*Exercise directions:* Return, unchanged, the lines of the records below from the line containing "In the photo above, each instance of the finger" up to and including the line containing "[314, 1149]".

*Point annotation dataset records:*

>>>>>

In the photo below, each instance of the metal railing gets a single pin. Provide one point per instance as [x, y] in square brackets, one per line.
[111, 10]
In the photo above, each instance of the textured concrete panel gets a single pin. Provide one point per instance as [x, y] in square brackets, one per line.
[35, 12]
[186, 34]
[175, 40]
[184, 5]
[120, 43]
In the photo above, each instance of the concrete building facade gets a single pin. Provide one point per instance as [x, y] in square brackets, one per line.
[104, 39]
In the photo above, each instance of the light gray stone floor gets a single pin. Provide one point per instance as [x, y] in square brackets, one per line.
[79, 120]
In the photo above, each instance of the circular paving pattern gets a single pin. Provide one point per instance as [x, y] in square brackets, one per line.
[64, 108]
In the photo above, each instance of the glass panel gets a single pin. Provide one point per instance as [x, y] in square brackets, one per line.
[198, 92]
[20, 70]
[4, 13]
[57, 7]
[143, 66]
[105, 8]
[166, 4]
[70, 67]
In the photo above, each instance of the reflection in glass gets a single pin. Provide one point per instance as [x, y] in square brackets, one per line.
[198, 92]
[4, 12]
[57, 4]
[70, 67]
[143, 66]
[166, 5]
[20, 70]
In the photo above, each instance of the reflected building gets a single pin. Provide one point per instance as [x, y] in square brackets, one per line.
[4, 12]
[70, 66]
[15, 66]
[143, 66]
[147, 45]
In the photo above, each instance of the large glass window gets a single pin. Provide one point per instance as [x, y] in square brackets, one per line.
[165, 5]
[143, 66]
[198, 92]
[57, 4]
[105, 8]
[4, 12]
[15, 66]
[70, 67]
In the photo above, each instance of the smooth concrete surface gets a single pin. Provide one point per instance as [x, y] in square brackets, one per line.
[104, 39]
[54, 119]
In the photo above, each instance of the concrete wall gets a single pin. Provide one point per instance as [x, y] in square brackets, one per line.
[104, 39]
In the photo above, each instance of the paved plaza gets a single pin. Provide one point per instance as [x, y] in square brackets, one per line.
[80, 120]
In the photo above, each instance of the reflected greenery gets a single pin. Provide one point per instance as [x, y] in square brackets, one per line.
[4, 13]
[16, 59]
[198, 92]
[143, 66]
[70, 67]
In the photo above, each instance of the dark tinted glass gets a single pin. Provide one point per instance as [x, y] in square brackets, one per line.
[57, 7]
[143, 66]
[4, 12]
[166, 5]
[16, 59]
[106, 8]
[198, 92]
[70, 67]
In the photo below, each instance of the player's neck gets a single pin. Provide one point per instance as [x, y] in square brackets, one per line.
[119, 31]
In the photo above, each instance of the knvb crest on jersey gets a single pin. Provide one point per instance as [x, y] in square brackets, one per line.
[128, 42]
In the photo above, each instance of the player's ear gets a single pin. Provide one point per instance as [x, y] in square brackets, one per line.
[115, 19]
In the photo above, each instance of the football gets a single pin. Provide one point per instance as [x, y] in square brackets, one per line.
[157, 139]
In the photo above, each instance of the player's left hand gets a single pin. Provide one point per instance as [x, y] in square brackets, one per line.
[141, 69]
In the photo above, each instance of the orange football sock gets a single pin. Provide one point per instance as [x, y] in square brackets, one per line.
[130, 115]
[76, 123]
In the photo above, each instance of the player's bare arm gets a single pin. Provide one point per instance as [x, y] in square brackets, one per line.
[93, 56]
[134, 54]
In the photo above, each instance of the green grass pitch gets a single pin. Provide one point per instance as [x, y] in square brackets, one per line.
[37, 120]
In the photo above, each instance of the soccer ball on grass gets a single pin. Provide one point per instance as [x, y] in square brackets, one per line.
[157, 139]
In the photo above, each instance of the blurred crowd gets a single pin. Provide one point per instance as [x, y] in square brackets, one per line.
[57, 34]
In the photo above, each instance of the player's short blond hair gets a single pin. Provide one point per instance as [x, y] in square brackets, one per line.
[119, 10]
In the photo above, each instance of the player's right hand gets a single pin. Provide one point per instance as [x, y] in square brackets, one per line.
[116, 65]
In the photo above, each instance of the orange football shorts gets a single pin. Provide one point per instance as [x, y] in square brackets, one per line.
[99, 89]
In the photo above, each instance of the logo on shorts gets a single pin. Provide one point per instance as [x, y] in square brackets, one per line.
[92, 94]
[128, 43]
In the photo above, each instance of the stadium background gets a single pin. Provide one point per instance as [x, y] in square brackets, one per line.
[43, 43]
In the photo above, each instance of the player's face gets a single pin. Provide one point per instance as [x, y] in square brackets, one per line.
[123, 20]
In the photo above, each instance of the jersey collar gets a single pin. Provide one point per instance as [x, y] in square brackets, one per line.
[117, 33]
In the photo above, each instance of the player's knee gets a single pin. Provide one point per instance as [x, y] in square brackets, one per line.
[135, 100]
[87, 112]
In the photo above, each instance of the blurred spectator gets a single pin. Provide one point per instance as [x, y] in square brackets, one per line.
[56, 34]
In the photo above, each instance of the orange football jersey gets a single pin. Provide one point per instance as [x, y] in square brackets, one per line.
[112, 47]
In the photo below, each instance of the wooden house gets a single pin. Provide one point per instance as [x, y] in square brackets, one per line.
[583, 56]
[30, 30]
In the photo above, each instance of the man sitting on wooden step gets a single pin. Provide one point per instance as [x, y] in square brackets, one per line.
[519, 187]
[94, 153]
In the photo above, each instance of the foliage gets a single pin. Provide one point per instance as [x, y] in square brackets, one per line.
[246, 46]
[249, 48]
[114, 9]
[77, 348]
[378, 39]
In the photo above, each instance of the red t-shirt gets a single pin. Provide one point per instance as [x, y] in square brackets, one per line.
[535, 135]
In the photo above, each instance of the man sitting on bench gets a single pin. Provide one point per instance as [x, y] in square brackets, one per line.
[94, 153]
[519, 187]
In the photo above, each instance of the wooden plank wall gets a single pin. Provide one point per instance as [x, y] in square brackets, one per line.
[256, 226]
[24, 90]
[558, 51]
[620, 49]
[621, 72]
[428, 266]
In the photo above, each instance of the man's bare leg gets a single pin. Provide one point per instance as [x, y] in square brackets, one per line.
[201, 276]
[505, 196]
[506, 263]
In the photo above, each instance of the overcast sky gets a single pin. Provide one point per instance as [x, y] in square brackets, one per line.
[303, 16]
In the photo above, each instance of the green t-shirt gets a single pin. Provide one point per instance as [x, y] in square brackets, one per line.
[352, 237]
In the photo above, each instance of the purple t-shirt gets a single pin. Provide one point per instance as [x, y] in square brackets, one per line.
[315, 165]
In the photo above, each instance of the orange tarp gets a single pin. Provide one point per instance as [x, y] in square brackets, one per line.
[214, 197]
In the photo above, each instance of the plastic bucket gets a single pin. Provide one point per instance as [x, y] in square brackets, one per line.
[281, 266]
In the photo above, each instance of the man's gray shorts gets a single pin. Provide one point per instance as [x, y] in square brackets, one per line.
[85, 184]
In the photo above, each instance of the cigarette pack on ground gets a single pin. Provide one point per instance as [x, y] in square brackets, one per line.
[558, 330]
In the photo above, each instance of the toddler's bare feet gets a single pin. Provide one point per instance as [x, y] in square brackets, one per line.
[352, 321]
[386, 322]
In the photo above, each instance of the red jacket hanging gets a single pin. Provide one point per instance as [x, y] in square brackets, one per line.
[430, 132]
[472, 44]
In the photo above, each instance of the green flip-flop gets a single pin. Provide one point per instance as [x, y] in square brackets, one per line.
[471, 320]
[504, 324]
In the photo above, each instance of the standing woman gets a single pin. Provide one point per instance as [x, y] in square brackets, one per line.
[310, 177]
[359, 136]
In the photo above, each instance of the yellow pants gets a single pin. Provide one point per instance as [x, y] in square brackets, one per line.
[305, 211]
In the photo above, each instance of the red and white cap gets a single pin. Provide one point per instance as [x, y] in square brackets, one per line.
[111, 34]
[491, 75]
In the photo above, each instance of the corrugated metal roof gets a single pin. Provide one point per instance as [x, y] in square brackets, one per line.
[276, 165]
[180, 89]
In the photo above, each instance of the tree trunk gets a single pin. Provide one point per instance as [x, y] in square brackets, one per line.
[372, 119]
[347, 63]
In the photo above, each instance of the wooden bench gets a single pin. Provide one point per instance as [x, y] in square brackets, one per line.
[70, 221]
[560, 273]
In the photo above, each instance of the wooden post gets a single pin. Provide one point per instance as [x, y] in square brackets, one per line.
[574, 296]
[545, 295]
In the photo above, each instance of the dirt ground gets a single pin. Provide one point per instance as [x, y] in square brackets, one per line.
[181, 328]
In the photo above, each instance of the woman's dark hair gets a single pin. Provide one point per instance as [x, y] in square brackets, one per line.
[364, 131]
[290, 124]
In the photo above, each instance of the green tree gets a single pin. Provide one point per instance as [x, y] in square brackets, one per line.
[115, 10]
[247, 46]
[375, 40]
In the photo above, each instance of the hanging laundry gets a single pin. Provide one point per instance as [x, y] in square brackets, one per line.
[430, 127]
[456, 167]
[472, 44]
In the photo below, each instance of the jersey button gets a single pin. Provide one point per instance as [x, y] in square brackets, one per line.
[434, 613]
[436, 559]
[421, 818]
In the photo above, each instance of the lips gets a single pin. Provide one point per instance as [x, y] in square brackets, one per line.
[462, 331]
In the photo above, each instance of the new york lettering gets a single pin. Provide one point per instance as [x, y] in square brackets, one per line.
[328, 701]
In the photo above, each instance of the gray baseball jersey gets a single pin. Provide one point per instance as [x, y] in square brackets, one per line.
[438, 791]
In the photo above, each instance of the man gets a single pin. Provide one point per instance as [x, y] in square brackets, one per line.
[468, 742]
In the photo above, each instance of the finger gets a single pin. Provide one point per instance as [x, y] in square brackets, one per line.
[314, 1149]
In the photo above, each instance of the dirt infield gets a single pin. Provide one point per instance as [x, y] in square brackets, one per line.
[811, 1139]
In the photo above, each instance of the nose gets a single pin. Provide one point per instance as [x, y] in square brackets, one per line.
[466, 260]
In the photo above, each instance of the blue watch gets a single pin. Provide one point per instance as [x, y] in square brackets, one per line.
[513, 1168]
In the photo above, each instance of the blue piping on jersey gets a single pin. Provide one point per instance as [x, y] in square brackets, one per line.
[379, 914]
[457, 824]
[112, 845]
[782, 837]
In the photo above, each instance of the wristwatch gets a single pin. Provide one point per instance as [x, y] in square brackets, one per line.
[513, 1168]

<<<<<

*Full answer:*
In the photo above, each instance of the finger gets a single pin. Provide one point per instance as [x, y] in square brackets, one per line.
[314, 1149]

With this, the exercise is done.